**** Artículo ****
La causa de la causa
La raíz del engaño es muy simple, el uso y el abuso de los buenos sentimientos de la mayoría. Si se habla de poner coto al gasto público enseguida aparecen los que nos dicen, en el PSOE y en el PP, no digamos en las nuevas izquierdas, que no se puede recortar ni la educación ni la sanidad, y el mismo argumentos se emplea cuando cualquiera insinúe, simplemente, que convendría discutir la manera en la que se gasta el dinero de todos en negocios de los que no costa fehacientemente ni la eficacia ni la eficiencia. Me parece que el hecho de que los españoles desconozcan, en general, el destino de los dineros que se gastan nuestros políticos no ayuda nada a mejorar su rentabilidad, ni sirve para evitar que se destinen cantidades gigantescas de fondos públicos a beneficios perfectamente privados, a algo que está en la base de cualquier corrupción, la deslealtad de los que mandan con los que pagamos religiosamente, y no sin dolores, nuestros impuestos.
Un periodismo perfectamente mimetizado con este ambiente moral no fija su atención en esta clase de cosas y, al final, la ignorancia promueve abusos mayores, y la demagogia condena a cualquiera que pretenda mayor claridad en esta clase de asuntos. Por eso el Gobierno ha podido ocultar el tamaño del déficit corriente sin mayores dificultades, y se ha permitido el lujo de seguir hablando de una política económica responsable y eficaz.
**** Entradas proporcionadas ****
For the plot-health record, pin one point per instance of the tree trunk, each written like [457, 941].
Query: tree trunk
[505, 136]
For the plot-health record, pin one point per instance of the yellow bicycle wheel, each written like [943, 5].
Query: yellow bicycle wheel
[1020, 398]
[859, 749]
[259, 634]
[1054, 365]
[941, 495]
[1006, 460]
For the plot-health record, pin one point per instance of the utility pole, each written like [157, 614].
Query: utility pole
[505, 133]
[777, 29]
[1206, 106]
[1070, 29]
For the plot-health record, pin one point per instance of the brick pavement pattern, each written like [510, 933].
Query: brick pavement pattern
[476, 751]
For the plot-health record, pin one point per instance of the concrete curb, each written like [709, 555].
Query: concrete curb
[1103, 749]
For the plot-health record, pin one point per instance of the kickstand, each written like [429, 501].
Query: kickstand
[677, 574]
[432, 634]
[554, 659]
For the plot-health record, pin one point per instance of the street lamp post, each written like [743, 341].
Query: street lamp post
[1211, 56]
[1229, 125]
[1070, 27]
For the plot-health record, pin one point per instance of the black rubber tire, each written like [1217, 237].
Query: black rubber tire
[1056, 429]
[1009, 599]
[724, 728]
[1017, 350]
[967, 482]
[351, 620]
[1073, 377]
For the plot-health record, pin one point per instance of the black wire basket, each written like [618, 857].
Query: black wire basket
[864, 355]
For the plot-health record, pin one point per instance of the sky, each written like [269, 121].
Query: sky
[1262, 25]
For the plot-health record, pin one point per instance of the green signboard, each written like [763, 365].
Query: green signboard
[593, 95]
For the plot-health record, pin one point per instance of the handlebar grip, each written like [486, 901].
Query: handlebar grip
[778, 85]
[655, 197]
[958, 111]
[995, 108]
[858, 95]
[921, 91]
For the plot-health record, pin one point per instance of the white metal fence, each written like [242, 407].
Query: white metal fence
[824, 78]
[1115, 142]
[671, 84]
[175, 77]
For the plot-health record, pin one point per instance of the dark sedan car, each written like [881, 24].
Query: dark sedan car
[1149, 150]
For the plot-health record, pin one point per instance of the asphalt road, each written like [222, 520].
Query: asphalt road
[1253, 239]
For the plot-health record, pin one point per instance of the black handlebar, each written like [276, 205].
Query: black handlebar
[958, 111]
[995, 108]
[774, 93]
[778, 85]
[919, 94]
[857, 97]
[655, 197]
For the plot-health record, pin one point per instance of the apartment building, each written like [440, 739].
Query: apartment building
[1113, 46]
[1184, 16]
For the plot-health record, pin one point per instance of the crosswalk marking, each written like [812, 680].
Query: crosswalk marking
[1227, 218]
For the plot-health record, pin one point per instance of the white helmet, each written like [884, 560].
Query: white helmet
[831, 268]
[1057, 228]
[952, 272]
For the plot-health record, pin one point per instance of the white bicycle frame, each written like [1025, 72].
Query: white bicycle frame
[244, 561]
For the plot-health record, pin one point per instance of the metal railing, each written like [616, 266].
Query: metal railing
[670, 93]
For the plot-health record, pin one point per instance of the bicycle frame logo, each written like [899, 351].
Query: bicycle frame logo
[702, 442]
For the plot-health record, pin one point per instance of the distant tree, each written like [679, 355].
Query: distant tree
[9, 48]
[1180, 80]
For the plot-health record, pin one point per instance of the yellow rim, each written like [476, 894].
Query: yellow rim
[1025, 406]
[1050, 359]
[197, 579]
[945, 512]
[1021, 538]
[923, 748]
****
Problema breve 1:
Responde con datos del artículo:
(a) ¿Cuál es la raíz del engaño?
(b) ¿Qué dos cosas, según dicen en el PSOE y en el PP, no se pueden recortar?
(c) ¿Qué ha podido ocultar el Gobierno sin mayores dificultades?
Problema breve 2: Por favor, reproduce del artículo el fragmento que empieza con "Un periodismo perfectamente" y sigue hasta "responsable y eficaz.".
Las entradas provienen de otra fuente.

Resultado correcto 1:
(a) El uso y el abuso de los buenos sentimientos de la mayoría.
(b) La educación y la sanidad.
(c) El tamaño del déficit corriente.

Resultado correcto 2:
Un periodismo perfectamente mimetizado con este ambiente moral no fija su atención en esta clase de cosas y, al final, la ignorancia promueve abusos mayores, y la demagogia condena a cualquiera que pretenda mayor claridad en esta clase de asuntos. Por eso el Gobierno ha podido ocultar el tamaño del déficit corriente sin mayores dificultades, y se ha permitido el lujo de seguir hablando de una política económica responsable y eficaz.